▶ _Recorded data_:
BEGIN

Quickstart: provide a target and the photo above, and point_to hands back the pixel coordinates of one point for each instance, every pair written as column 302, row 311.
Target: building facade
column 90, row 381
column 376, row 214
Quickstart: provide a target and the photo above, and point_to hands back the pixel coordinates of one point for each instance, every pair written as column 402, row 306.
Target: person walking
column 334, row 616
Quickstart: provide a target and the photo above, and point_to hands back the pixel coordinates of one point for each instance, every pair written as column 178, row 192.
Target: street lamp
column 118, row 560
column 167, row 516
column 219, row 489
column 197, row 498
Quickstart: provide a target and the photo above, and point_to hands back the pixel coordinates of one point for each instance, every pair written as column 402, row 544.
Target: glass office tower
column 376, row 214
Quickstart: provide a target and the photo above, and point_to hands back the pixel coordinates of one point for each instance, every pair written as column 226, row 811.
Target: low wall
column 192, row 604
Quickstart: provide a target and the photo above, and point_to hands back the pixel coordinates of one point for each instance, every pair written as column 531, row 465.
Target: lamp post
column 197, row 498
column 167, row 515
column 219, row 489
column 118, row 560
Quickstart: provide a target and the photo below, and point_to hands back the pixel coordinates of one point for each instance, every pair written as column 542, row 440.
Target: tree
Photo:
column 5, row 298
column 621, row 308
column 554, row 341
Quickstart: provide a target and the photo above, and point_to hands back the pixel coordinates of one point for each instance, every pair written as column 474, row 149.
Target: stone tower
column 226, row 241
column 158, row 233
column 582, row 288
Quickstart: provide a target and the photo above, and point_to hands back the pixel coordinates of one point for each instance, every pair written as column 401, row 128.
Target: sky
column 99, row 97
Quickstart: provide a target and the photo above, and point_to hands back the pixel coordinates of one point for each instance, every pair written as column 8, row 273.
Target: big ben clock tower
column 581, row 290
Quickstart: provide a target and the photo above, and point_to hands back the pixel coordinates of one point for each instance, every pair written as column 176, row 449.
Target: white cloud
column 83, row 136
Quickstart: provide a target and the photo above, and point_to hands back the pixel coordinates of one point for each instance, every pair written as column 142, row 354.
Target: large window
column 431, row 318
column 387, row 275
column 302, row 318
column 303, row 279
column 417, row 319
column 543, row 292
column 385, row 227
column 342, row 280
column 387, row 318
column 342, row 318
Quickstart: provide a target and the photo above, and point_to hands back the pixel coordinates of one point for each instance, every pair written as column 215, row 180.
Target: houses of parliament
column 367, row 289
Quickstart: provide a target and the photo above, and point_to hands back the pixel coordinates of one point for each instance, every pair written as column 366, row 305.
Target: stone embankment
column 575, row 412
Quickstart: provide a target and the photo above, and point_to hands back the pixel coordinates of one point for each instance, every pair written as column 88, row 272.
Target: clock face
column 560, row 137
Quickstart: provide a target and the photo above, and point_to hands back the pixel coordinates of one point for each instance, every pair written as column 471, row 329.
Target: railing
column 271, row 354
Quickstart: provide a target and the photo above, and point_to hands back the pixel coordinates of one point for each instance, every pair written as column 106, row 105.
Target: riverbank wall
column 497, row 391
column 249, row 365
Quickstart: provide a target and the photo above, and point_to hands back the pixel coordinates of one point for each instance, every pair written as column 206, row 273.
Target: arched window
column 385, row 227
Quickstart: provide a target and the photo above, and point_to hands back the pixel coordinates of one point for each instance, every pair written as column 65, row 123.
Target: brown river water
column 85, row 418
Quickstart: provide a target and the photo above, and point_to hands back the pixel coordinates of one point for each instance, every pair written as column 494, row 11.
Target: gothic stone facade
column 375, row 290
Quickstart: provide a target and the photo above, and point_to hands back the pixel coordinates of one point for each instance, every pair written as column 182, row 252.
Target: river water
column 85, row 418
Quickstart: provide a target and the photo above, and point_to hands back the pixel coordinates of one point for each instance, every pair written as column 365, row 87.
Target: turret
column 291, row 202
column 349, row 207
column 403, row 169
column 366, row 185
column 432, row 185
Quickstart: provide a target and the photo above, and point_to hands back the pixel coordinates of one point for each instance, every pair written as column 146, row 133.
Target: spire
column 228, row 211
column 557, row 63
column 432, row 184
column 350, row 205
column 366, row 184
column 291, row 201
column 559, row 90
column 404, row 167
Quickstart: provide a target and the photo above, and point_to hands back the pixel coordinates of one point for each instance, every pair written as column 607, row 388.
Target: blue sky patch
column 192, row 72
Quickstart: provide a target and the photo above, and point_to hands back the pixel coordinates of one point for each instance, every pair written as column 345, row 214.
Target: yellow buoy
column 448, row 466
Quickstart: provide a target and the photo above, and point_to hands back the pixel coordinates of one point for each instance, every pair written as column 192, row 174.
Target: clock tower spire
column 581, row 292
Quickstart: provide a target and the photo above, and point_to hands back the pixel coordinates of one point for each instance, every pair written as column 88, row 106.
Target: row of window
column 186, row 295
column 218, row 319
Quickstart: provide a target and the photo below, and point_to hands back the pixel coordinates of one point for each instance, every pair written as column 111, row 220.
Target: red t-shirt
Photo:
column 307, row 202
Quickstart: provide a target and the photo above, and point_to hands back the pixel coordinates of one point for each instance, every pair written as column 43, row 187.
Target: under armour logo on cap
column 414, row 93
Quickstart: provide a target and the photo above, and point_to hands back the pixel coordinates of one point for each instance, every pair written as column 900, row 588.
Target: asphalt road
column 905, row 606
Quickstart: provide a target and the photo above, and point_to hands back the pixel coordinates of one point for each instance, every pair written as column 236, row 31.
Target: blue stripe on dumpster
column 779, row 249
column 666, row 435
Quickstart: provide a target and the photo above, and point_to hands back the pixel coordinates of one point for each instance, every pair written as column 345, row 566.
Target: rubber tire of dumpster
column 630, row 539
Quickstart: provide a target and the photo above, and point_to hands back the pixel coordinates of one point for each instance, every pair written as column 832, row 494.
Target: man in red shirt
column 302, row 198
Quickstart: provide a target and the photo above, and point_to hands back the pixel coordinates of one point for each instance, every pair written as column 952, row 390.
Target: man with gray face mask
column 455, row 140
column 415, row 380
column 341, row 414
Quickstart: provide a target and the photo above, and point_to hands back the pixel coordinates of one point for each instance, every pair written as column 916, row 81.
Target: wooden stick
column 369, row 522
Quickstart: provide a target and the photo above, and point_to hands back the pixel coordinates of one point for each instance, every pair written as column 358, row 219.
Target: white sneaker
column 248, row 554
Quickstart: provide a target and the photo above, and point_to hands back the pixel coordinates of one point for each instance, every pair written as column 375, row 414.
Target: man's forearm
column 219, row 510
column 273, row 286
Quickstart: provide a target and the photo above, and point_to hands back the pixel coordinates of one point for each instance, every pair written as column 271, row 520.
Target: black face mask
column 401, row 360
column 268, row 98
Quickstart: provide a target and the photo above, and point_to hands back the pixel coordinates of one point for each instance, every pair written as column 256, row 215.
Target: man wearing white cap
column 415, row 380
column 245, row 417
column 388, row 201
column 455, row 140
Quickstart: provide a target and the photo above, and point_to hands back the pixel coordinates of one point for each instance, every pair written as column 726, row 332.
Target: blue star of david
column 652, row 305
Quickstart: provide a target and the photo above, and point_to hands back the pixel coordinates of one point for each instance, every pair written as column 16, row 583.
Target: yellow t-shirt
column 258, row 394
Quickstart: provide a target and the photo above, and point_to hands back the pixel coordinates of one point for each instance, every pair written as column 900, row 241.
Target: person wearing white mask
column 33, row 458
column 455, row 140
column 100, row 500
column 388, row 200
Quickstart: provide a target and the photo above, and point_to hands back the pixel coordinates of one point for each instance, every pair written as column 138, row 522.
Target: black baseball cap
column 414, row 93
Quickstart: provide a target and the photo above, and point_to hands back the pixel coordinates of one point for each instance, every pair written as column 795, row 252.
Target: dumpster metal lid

END

▶ _What needs to be done_: Return every line of the entries above that the string "below" appears in.

▶ _Answer box_:
Quickstart: provide a target and the photo below, and point_to hands back the pixel coordinates of one point for each instance, every pair written as column 542, row 440.
Quickstart: provide a target and the photo below, and point_to hands back the pixel coordinates of one point for each instance, every pair written as column 111, row 220.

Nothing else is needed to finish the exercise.